## AIM OF THE TASK
Each record should be written out exactly as given.
-- RECORDS FOR PROCESSING follows --
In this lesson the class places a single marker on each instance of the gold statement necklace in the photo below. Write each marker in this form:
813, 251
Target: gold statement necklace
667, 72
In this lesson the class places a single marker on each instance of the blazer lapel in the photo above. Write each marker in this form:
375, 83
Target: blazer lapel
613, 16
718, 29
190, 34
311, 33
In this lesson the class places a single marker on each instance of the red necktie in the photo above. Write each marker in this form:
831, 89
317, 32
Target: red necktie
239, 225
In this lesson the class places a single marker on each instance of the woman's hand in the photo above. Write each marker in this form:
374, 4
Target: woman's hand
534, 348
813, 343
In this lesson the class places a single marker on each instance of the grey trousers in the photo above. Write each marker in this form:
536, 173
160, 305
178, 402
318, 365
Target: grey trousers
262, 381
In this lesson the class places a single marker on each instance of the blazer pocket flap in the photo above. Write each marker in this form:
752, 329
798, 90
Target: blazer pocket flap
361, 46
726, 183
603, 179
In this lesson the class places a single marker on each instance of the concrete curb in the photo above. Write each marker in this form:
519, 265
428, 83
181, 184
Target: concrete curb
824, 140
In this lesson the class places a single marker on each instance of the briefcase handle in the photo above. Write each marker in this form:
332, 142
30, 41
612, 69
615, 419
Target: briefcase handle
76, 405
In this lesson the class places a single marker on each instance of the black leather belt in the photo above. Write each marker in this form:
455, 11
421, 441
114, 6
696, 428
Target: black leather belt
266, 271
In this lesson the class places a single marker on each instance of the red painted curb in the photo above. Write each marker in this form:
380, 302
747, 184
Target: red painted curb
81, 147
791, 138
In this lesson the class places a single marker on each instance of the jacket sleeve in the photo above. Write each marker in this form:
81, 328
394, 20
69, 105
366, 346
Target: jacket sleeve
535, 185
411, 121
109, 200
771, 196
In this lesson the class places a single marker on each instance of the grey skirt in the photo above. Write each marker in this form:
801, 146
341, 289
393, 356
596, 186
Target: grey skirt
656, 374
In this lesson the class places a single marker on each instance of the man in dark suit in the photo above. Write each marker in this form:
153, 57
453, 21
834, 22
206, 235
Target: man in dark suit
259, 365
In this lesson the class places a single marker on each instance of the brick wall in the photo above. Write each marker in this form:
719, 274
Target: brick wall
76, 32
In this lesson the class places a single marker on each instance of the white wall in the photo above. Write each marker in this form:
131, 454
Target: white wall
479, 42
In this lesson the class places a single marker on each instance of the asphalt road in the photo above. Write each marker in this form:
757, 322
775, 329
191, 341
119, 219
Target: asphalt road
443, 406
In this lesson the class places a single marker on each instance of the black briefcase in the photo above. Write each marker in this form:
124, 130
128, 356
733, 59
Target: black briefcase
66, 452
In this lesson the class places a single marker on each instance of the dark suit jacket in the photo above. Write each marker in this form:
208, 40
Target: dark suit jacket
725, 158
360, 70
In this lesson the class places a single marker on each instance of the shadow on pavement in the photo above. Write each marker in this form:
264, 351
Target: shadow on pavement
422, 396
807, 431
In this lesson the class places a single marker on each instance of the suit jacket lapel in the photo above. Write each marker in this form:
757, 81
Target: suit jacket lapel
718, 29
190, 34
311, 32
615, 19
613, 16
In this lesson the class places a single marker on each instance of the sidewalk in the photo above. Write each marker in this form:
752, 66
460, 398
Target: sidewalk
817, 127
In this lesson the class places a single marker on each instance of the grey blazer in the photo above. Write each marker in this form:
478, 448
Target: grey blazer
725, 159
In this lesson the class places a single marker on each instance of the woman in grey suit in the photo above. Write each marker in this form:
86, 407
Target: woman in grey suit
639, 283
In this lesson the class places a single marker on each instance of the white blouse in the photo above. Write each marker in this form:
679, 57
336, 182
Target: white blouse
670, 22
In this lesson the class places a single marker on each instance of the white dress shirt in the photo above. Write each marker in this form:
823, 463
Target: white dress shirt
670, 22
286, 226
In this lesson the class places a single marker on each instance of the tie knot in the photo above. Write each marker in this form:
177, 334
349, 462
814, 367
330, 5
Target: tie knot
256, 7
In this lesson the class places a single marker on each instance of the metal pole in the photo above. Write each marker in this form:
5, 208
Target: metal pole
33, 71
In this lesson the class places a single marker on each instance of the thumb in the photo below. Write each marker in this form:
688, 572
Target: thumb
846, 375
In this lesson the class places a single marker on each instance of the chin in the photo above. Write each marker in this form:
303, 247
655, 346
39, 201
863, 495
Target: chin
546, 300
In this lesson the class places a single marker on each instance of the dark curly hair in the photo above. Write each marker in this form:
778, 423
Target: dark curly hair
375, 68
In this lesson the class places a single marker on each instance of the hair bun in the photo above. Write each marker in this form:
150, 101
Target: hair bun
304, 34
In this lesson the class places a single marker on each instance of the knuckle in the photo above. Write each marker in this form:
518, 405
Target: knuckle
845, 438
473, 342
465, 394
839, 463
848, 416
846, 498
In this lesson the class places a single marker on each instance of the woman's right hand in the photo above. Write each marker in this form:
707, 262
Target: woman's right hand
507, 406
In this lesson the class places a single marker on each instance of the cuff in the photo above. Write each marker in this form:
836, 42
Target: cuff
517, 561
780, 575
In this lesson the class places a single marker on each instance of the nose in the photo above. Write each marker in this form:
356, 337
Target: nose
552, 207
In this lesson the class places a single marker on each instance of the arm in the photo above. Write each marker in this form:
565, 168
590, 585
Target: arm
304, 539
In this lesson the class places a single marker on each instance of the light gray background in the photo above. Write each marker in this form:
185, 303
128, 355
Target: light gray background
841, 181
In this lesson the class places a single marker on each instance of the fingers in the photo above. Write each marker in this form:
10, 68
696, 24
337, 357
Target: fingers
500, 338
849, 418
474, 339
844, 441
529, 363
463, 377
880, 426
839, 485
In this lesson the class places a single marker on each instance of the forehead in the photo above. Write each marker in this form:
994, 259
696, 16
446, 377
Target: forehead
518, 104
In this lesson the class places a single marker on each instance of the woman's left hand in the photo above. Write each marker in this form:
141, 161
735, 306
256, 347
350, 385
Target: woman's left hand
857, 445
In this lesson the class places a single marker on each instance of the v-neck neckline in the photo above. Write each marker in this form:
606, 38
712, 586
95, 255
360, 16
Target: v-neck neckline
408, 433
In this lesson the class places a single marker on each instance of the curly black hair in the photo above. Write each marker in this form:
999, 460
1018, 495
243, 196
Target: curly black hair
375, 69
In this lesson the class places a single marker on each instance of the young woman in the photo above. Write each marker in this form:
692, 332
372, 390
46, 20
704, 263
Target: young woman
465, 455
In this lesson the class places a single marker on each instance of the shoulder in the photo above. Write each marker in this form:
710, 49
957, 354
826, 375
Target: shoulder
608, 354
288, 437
-- RECORDS FOR PROCESSING concluded --
## REPLY TO THE TASK
In this lesson the class places a single marker on each instance of the gold statement necklace in the photo below. Write each marker in this form:
813, 251
Target: gold statement necklace
667, 72
In this lesson the class places a single marker on each instance of the blazer lapel in the photo above. Write each marker in this form:
375, 83
Target: blazer lapel
613, 16
718, 29
190, 34
311, 33
In this lesson the class places a single marker on each instance of the red necktie in the photo above. Write each marker in this form:
831, 89
317, 32
Target: red necktie
239, 225
In this lesson the class places a single marker on each instance of the woman's hand in the photo above. Write each marker in this form:
374, 4
Target: woman's hand
534, 348
813, 343
In this lesson the class places a single marker on each instance of the grey trousers in the photo above. Write each marker in this form:
536, 173
160, 305
178, 402
318, 365
Target: grey trousers
262, 381
In this lesson the class places a single marker on each instance of the blazer pocket flap in the photo above. Write each marker in this form:
752, 329
798, 90
Target: blazer pocket flap
361, 46
726, 183
603, 179
In this lesson the class places a single marker on each instance of the concrete curb in the photo above. Write each marker in this form:
519, 265
428, 83
181, 184
Target: concrete curb
824, 140
In this lesson the class places a single marker on each instance of the briefcase handle in the photo above. Write each marker in this form:
332, 142
30, 41
612, 69
615, 419
Target: briefcase handle
76, 405
In this lesson the class places a single marker on each instance of the black leather belt in the photo above. Write each marker in this form:
455, 11
421, 441
114, 6
696, 428
Target: black leather belt
266, 271
In this lesson the class places a single marker on each instance of the red painted curb in the photo above. Write each marker in this form:
380, 302
747, 184
Target: red painted curb
81, 147
791, 138
In this lesson the class places a single marker on each instance of the jacket sleeve in the photo above. Write each marker in this form:
81, 328
394, 20
69, 105
366, 346
Target: jacket sleeve
535, 185
411, 121
109, 200
771, 196
In this lesson the class places a single marker on each instance of the grey skirt in the photo above. Write each marker in this form:
801, 146
341, 289
393, 356
596, 186
Target: grey skirt
656, 374
In this lesson the class places a single marker on each instance of the man in dark suit in the photo above. Write each marker in this form:
153, 57
453, 21
834, 22
206, 235
Target: man in dark suit
259, 365
In this lesson the class places a single marker on each instance of the brick wall in the photo above. Write each marker in this form:
719, 274
Target: brick wall
76, 32
In this lesson the class places a single marker on each instance of the white wall in the photo above. Write each marker in this form:
131, 454
Target: white wall
479, 42
In this lesson the class places a single marker on each instance of the asphalt road in the photo above. Write each marker in this form:
757, 322
775, 329
191, 341
119, 219
Target: asphalt road
443, 406
In this lesson the class places a single marker on each instance of the black briefcase in the photo above. Write each marker in this form:
124, 130
128, 356
733, 59
Target: black briefcase
66, 452
In this lesson the class places a single marker on each instance of the dark suit jacket in the photo above. Write each marker in this form:
208, 40
Target: dark suit jacket
725, 158
360, 70
In this lesson the class places a single marker on each instance of the shadow on pavement in the photo above. Write each marker in this form:
264, 351
Target: shadow on pavement
422, 396
807, 431
In this lesson the class places a single marker on each instance of the suit jacket lapel in the photo above. Write each marker in this form:
757, 81
Target: suit jacket lapel
718, 29
190, 34
311, 32
615, 19
613, 16
In this lesson the class places a single marker on each instance of the sidewalk in the photo above. Write each marker in this form:
752, 66
460, 398
Target: sidewalk
817, 127
In this lesson the class places a single marker on each instance of the grey blazer in the photo above. Write each marker in this form:
478, 448
Target: grey blazer
725, 159
In this lesson the class places a single marker on each instance of the woman in grey suit in the photo above. Write each marker in this form:
86, 407
Target: woman in grey suit
639, 283
In this lesson the class places a single marker on each instance of the white blouse in the photo above. Write each marker in this form:
679, 57
336, 182
Target: white blouse
670, 22
In this lesson the class places a single marker on each instance of the white dress shirt in the photo above. Write each marker in this form:
823, 463
Target: white dress shirt
670, 22
286, 226
In this lesson the class places a single marker on each instance of the tie knot in the photo above. Write each marker in this form:
177, 334
349, 462
814, 367
330, 5
Target: tie knot
256, 7
In this lesson the class places a single marker on each instance of the metal pole in the photo above. Write each marker in this form:
5, 208
Target: metal pole
33, 71
In this lesson the class places a single marker on each instance of the thumb in the photo below. Write each marker in this form:
688, 572
Target: thumb
846, 375
In this lesson the class places a single marker on each instance of the chin in the photo above. Write each marker in this form:
303, 247
655, 346
39, 201
863, 495
Target: chin
546, 300
In this lesson the class places a single marker on each instance of the dark curly hair in the photo above. Write each marker in this form:
778, 423
Target: dark curly hair
375, 68
In this lesson the class places a single marker on each instance of the hair bun in the photo above. Write each marker in this form:
150, 101
Target: hair bun
304, 34
In this lesson the class places a single marker on each instance of the knuckle in the photo above. Write each marker in this form:
518, 405
Target: knuckle
845, 438
473, 342
465, 394
839, 463
848, 416
846, 498
In this lesson the class places a single marker on each instance of the woman's right hand in the photo above. Write each marker in this form:
707, 262
Target: woman's right hand
507, 406
In this lesson the class places a single marker on each instance of the cuff in the photo above. Write each marker in this form:
836, 42
Target: cuff
517, 561
780, 575
In this lesson the class places a single marker on each instance of the nose in the photo above. Write each marker in this form:
356, 337
Target: nose
552, 207
In this lesson the class places a single marker on each instance of the arm in the photo above. Write each marker in this form:
565, 168
590, 585
Target: arm
304, 539
In this lesson the class places a single marker on each instance of the light gray background in the photo above. Write each marker in this form:
185, 303
128, 355
Target: light gray background
841, 181
In this lesson the class places a single marker on each instance of the fingers in the photo above. Write each marker in this form:
10, 68
696, 24
337, 357
Target: fingers
500, 338
849, 418
474, 339
844, 441
529, 363
463, 377
880, 426
839, 485
In this lesson the class places a single marker on each instance of the forehead in the photo above. Write each marker in this form:
994, 259
696, 16
446, 377
Target: forehead
518, 104
In this lesson the class places a single marker on each instance of the woman's left hand in the photo above. Write each marker in this form:
141, 161
735, 306
256, 347
350, 385
Target: woman's left hand
857, 445
In this lesson the class places a single marker on each instance of the v-neck neckline in the photo above. Write each marker in this form:
606, 38
712, 586
95, 255
360, 16
Target: v-neck neckline
408, 433
In this lesson the class places a single marker on each instance of the curly black hair in the photo above. Write each marker in this form:
999, 460
1018, 495
243, 196
Target: curly black hair
375, 69
In this lesson the class places a single marker on each instance of the young woman in the photo above. Write each marker in this form:
692, 332
372, 390
46, 20
704, 263
Target: young woman
465, 455
In this lesson the class places a single marker on each instance of the shoulder in the photo above. Write each marker in this form:
710, 49
957, 354
826, 375
Target: shoulder
608, 354
288, 437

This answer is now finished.